[Photo-based referring expression data]
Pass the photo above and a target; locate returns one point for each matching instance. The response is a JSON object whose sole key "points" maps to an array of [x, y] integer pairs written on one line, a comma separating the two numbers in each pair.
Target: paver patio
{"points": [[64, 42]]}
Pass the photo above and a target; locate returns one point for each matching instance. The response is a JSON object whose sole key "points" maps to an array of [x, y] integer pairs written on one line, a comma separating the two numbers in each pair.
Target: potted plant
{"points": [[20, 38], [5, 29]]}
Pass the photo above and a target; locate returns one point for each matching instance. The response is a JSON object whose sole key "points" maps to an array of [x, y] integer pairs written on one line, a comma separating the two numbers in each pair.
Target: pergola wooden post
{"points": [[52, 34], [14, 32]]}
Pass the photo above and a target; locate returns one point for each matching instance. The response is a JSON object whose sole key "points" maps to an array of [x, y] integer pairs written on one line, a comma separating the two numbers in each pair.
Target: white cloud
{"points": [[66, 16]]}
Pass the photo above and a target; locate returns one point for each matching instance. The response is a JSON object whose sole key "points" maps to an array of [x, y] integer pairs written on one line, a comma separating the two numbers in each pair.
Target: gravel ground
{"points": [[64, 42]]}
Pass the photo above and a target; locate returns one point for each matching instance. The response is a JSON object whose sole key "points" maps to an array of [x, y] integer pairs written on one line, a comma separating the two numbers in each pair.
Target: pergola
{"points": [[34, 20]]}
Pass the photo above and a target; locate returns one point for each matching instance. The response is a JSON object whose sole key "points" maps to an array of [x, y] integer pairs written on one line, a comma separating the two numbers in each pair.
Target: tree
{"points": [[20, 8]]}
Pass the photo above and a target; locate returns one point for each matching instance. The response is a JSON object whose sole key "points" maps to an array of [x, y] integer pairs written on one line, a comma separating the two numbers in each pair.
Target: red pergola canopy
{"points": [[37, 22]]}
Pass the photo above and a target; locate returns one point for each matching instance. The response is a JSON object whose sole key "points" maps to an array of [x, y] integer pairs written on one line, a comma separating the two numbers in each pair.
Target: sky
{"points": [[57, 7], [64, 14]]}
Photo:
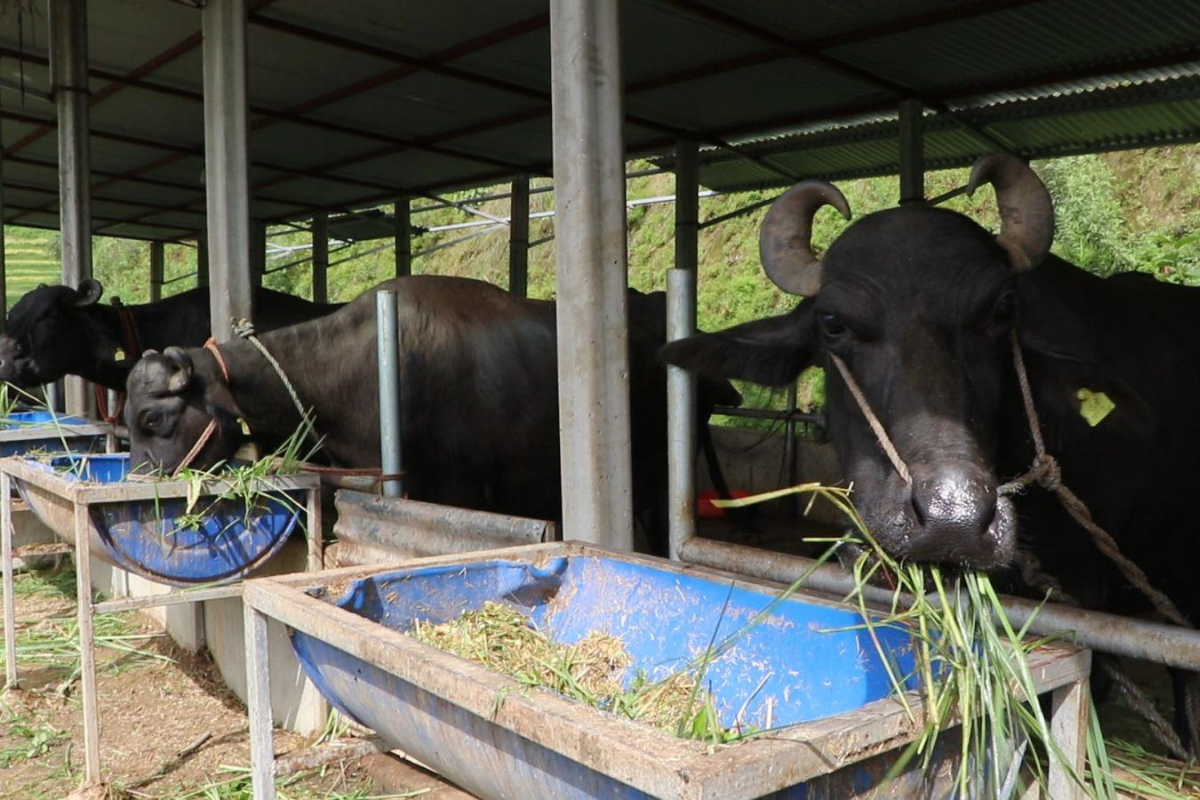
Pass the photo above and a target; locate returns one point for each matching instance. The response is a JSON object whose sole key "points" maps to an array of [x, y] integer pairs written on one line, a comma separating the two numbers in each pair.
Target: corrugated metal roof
{"points": [[355, 102]]}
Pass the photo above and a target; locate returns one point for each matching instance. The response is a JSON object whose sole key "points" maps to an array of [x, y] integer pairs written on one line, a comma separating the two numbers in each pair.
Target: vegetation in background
{"points": [[1133, 210]]}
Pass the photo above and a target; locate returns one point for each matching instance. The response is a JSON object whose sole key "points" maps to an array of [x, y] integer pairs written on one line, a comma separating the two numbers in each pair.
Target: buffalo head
{"points": [[169, 407], [919, 304], [49, 335]]}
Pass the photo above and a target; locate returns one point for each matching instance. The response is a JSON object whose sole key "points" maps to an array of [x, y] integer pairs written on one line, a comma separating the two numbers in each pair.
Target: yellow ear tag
{"points": [[1093, 407]]}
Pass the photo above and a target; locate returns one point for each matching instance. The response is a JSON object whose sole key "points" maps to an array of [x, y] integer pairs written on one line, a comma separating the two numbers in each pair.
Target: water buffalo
{"points": [[480, 396], [55, 331], [919, 304]]}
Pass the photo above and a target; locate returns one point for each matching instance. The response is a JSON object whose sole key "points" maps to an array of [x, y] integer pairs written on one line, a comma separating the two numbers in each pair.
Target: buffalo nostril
{"points": [[954, 503]]}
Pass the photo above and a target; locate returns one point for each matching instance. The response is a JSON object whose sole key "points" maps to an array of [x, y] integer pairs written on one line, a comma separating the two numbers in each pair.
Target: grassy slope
{"points": [[1116, 211]]}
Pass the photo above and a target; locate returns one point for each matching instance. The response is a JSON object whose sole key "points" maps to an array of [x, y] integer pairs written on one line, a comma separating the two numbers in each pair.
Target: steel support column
{"points": [[321, 257], [403, 228], [227, 164], [69, 65], [519, 238], [157, 266], [681, 323], [593, 358], [912, 151]]}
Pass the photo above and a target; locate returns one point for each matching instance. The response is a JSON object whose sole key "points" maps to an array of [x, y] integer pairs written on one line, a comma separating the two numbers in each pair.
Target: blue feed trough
{"points": [[804, 668], [153, 528], [22, 432]]}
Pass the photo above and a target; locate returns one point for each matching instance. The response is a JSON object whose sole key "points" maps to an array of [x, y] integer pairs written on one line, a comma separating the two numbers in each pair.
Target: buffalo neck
{"points": [[319, 372]]}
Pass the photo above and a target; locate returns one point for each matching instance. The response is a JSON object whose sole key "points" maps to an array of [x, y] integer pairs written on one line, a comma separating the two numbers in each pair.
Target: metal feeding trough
{"points": [[22, 432], [823, 692], [162, 530], [172, 531]]}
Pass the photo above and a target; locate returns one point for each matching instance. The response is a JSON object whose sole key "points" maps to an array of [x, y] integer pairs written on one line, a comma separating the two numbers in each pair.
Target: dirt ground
{"points": [[168, 726]]}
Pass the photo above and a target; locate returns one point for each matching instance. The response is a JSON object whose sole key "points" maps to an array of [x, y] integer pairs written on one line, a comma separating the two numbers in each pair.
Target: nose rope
{"points": [[881, 434]]}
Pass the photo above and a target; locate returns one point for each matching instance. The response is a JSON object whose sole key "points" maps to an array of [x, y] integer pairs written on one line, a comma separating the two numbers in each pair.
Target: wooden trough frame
{"points": [[82, 495], [658, 764]]}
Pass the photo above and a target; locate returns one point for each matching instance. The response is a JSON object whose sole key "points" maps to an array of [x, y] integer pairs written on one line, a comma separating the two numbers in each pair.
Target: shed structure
{"points": [[205, 120]]}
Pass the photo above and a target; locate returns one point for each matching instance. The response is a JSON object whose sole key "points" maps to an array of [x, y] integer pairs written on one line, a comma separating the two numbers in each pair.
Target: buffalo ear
{"points": [[771, 352], [183, 376], [90, 292]]}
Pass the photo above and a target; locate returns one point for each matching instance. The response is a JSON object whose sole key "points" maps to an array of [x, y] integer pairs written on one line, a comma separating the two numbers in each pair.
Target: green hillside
{"points": [[31, 257]]}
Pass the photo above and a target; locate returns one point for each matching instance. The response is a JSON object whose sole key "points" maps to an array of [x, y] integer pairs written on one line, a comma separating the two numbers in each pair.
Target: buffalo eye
{"points": [[1003, 313], [831, 325]]}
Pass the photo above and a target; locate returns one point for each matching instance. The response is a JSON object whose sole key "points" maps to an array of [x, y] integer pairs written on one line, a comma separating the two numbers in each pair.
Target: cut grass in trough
{"points": [[971, 665], [591, 671]]}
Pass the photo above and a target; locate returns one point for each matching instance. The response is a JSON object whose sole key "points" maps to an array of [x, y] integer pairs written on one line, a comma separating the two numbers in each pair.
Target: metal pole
{"points": [[69, 65], [10, 605], [790, 459], [682, 420], [1165, 644], [403, 230], [593, 358], [519, 238], [202, 260], [912, 151], [388, 352], [681, 414], [227, 164], [157, 268], [319, 257]]}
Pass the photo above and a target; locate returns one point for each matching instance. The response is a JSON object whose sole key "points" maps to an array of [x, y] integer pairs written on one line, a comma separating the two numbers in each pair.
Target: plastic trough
{"points": [[139, 525], [835, 731], [22, 432]]}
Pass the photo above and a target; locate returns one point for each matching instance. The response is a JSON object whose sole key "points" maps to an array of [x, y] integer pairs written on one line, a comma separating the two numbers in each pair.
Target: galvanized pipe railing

● **EXERCISE INSTRUCTIONS**:
Please copy every entry exactly, without the pictures.

● **ANSWER SPACE**:
Pass the photo above and a target; locate returns one point for each matching instance. The response is a JSON object whose sole key "points" maps to an array of [x, y] integer pairs written on one line, a comma separating the two numbers in each pair.
Target: paver patio
{"points": [[64, 42]]}
Pass the photo above and a target; locate returns one point for each matching instance. The response is a JSON object whose sole key "points" maps to an array of [x, y] integer pairs written on one line, a comma separating the two numbers in each pair.
Target: potted plant
{"points": [[20, 38], [5, 29]]}
Pass the photo above and a target; locate returns one point for each matching instance. The response is a JSON object whose sole key "points" maps to an array of [x, y] integer pairs written on one line, a comma separating the two numbers in each pair.
Target: pergola wooden post
{"points": [[52, 34], [14, 32]]}
Pass the photo above and a target; locate returns one point for each matching instance. The response is a JSON object whose sole key "points" maps to an array of [x, y] integer pairs written on one line, a comma separating the two numbers in each pair.
Target: white cloud
{"points": [[66, 16]]}
Pass the photo above and a target; locate returns one point for each matching instance. The response is a JSON object whose sole key "points" maps to an array of [x, y] integer pairs written on one line, a comma separating the two numbers in each pair.
Target: gravel ground
{"points": [[64, 42]]}
Pass the photo above and a target; locate returns one point for each matching instance. The response is a JSON object whose sole key "points" maps to an array of [x, y] integer pairs written on one line, a comma separating the two numbers in each pair.
Target: pergola
{"points": [[34, 20]]}
Pass the photo above and a target; locate returns one point for each matching instance. The response is a JSON object whose sole key "points" maps to an array of [x, y] integer pairs written on one line, a comma separating the two numbers in each pair.
Target: tree
{"points": [[20, 8]]}
Pass the photo above and a target; locate returns one point for each matching instance. The response is a JSON object whose sole key "points" maps to an array of [x, y] integer pairs written on one line, a comma separating the two numbers in each pair.
Target: red pergola canopy
{"points": [[37, 22]]}
Pass the photo above and a target; locate returns one point for each matching instance. The response is a JSON object whose sole key "points" maps to an array of [x, y] integer pairs written on one line, a comma separating the two numbers in each pair.
Target: sky
{"points": [[57, 7], [64, 14]]}
Photo:
Pass the photo above and a target; locate returns one point for each matching instance. The response is a JSON object whose sole key "points" maps to an array of [x, y] integer pairs written on one line, a comma separating the two numbers in each pair.
Target: corrugated metal roof
{"points": [[355, 102]]}
Pass the photo above and a target; locate returns one point for each matching instance. The response is a JSON object whose sole key "points" maps to an array of [x, y] integer pairs written on one line, a comma separating the two numbers in each pair.
Target: vegetation in background
{"points": [[1133, 210]]}
Pass the photo above and a target; locate returns one point for each matching instance. The response is a JSON object whose sole key "points" maps to an array of [x, y] integer pairs written on one line, a comma separating the two numbers in each pair.
Target: buffalo head
{"points": [[169, 407], [919, 304], [49, 335]]}
Pass the photo above and a target; locate returns one point for each matching instance. The response is a JSON object whose sole key "points" maps to an array of [x, y] integer pairs written on one line, a comma separating the two numbers in each pair.
Target: yellow ear tag
{"points": [[1093, 407]]}
Pass the photo above and a target; locate returns one point for each matching instance. The response is a JSON object whose sole key "points" maps to an array of [x, y] integer pairs written on one line, a comma separating the two numbers in each pair.
Target: water buffalo
{"points": [[480, 396], [55, 331], [919, 304]]}
Pass the photo above and a target; locate returns one point for each matching instance. The response is a JSON object whose sole key "points" maps to an array of [x, y] integer pairs written on one line, a comma separating the two numbers in each pair.
Target: buffalo nostril
{"points": [[954, 503]]}
Pass the photo above and a target; locate returns one point for each matching instance. The response is a JSON object whose sole key "points" maps to an array of [x, y] integer pairs written on one line, a comma separating the two numbers in each pair.
Target: grassy slope
{"points": [[1116, 211]]}
Pass the photo above and a target; locate returns one point for each matching instance. The response is a JSON object whose sole key "points" maps to an array of [x, y] integer pairs written on one line, a comma separating the two numbers in each pair.
Target: steel support column
{"points": [[321, 257], [403, 228], [227, 164], [69, 65], [519, 238], [157, 266], [681, 323], [593, 358], [912, 151]]}
Pass the photo above and a target; locate returns one point for each matching instance. The response is a JSON object whose sole key "points" maps to an array of [x, y] integer pairs written on one line, a comma separating the two numbers in each pair.
Target: blue feed trough
{"points": [[804, 668], [153, 528], [22, 432]]}
Pass the photo above and a target; locate returns one point for each matching instance. The response is a JSON object whose sole key "points" maps to an array of [x, y] integer pairs written on one line, a comma separating the two numbers in each pair.
Target: buffalo neck
{"points": [[319, 372]]}
Pass the photo above and a target; locate returns one point for each matching instance. The response is a JSON object whose sole key "points" maps to an array of [x, y] integer pairs written on one line, a comma separating the two numbers in each pair.
Target: metal feeding trough
{"points": [[22, 432], [823, 692], [162, 530], [172, 531]]}
Pass the photo above and a target; locate returns one point for each matching instance. The response is a JSON object whose sole key "points" maps to an array of [x, y] integer pairs written on one line, a comma separating the two numbers in each pair.
Target: dirt ground
{"points": [[168, 726]]}
Pass the photo above and a target; locate returns one point for each matching instance. The response is a JSON object whose sole key "points" maps to an array of [x, y] integer pairs written on one line, a comma separating the two numbers in each pair.
Target: nose rope
{"points": [[881, 434]]}
Pass the photo above and a target; locate returns one point for each matching instance. The response is a JSON object whose sole key "points" maps to an array of [x, y] integer pairs written on one line, a comma separating the two numbers in each pair.
Target: wooden trough frame
{"points": [[82, 495], [658, 764]]}
Pass the photo above and a target; locate returns one point for each matching instance. The response is a JSON object whose sole key "points" maps to an array of [x, y] integer pairs written on one line, a comma separating the two numbers in each pair.
Target: shed structure
{"points": [[205, 120]]}
Pass the photo above and a target; locate returns one point for each matching instance. The response is a JSON object whose sole key "points" maps to an array of [x, y] integer pairs written on one line, a comma separating the two numbers in each pair.
Target: buffalo ear
{"points": [[771, 352], [183, 376], [90, 292]]}
Pass the photo above and a target; locate returns one point for each matching instance. The response is a JSON object whose sole key "points" maps to an array of [x, y] integer pairs written on one line, a comma separating the two numbers in each pair.
Target: green hillside
{"points": [[31, 257]]}
Pass the photo above and a target; locate returns one point for each matching instance. The response is a JSON object whose sole key "points" maps to an array of [x, y] integer pairs written on one line, a comma separating the two numbers in each pair.
Target: buffalo eye
{"points": [[1003, 313], [831, 325]]}
Pass the photo above and a target; locate returns one point for each matching instance. The response is a JSON object whose sole key "points" maps to an array of [x, y] integer pairs written on one line, a comma separating the two numbers in each pair.
Target: cut grass in trough
{"points": [[971, 665], [591, 671]]}
Pass the photo above and a target; locate returns one point for each matching instance. The response is a JSON object whose sole key "points" maps to an array of [x, y] integer pairs written on one line, a comma separating the two numbers in each pair.
Target: metal pole
{"points": [[69, 65], [10, 605], [790, 459], [682, 420], [1165, 644], [403, 230], [593, 358], [519, 238], [202, 260], [912, 151], [388, 352], [681, 414], [227, 164], [157, 268], [319, 257]]}
Pass the photo above and a target; locate returns one point for each matching instance. The response is a JSON object whose sole key "points" maps to an array of [x, y] integer pairs written on one line, a comma separating the two numbers in each pair.
Target: plastic trough
{"points": [[139, 525], [835, 731], [22, 432]]}
Pass the photo above and a target; locate returns one point for each matching instance. The response is a JSON object whose sole key "points" maps to an array of [x, y] integer pairs written on one line, a comma separating the two numbers in each pair.
Target: galvanized pipe railing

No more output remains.